Work order 1:
According to the article on nighttime itching, what is probably the single biggest cause of nighttime itching?
Work order 2:
Transcribe the passage of the article on nighttime itching starting at "Other Signs That" and ending at "most likely explanation.".

Extract:
---+---
Other Signs That Point Toward Diabetes
Itching alone isn’t enough to suspect diabetes. But paired with other symptoms, it becomes more meaningful. The combination to watch for includes increased thirst, urinating more often (especially at night), unexplained weight loss, blurred vision, slow-healing cuts or sores, and frequent infections. Darkened patches of skin on the neck, armpits, or groin, a condition called acanthosis nigricans, can also signal insulin resistance. If nighttime itching is your only symptom, diabetes is possible but far from the most likely explanation.
Common Non-Diabetes Causes of Nighttime Itching
Before jumping to diabetes, it helps to rule out the more common culprits. Dry indoor air, especially during winter or in air-conditioned rooms, is probably the single biggest cause of nighttime itching. Eczema and contact dermatitis from laundry detergent, fabric softener, or bedding materials are close behind. Medications like certain blood pressure drugs and cholesterol-lowering drugs can cause itching as a side effect. Liver and kidney problems, thyroid disorders, and iron deficiency also cause generalized itching that worsens at night.
Bedbugs, scabies, and dust mite allergies are worth considering too, particularly if the itching started suddenly or is concentrated where your skin contacts bedding.
How to Get Relief
If diabetes is the underlying cause, the most effective long-term treatment is better blood sugar control. People with consistently high glucose levels tend to have drier skin and more infections. Bringing those numbers down often reduces itching significantly.
---+---
Record extracts:
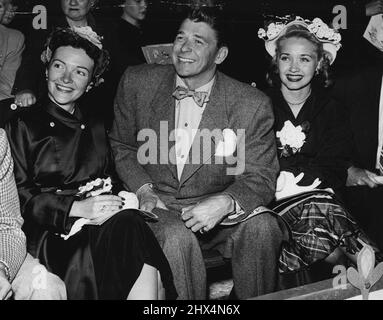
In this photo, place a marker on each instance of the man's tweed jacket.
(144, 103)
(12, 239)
---+---
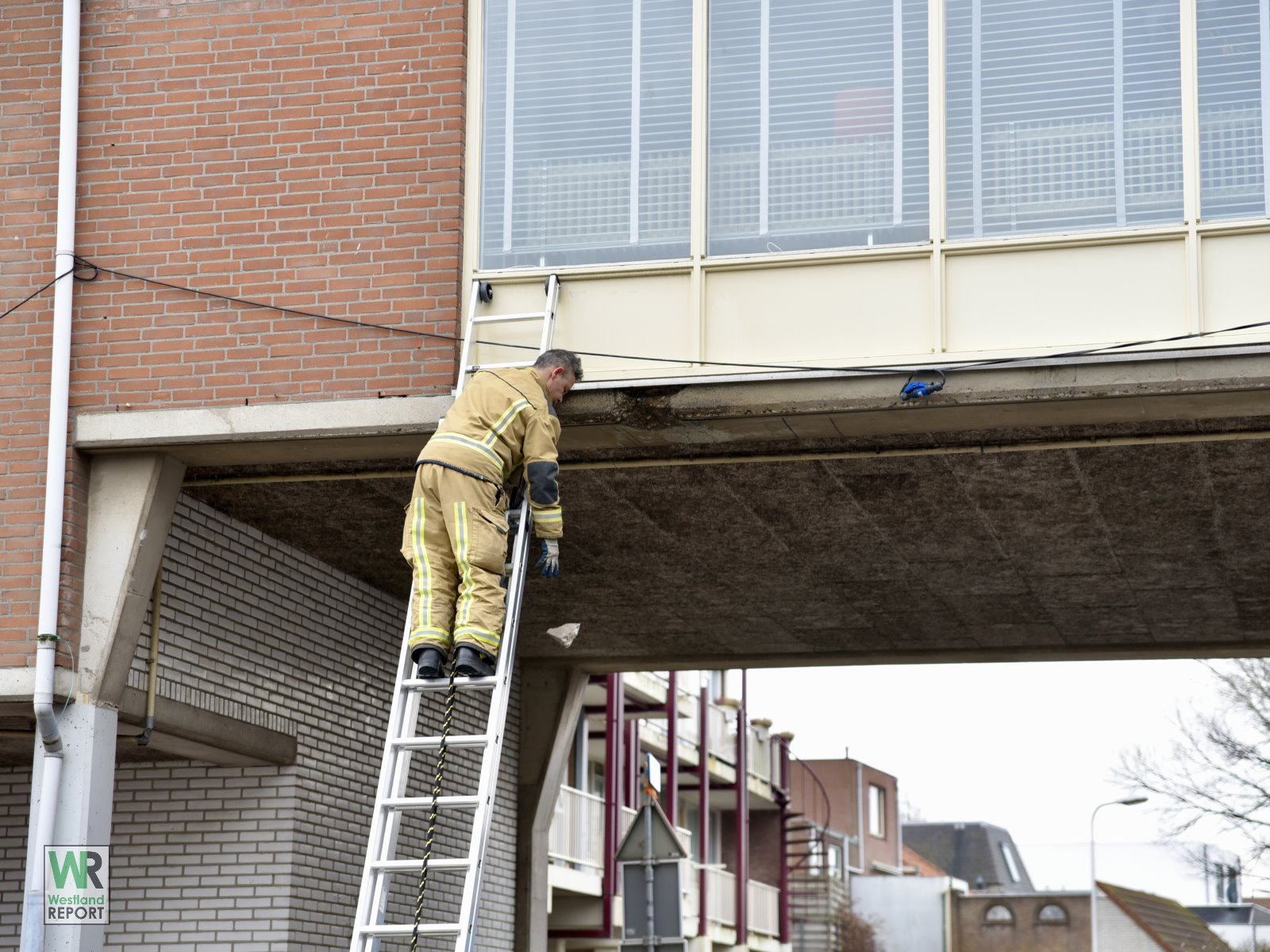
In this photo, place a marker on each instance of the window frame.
---+---
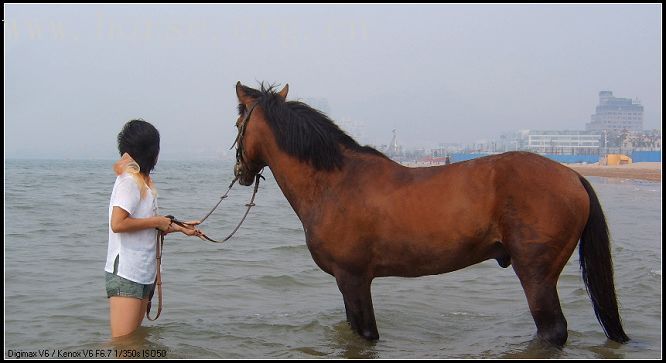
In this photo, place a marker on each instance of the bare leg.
---+---
Response area 1:
Dry indoor air, especially during winter or in air-conditioned rooms.

Response area 2:
Other Signs That Point Toward Diabetes
Itching alone isn’t enough to suspect diabetes. But paired with other symptoms, it becomes more meaningful. The combination to watch for includes increased thirst, urinating more often (especially at night), unexplained weight loss, blurred vision, slow-healing cuts or sores, and frequent infections. Darkened patches of skin on the neck, armpits, or groin, a condition called acanthosis nigricans, can also signal insulin resistance. If nighttime itching is your only symptom, diabetes is possible but far from the most likely explanation.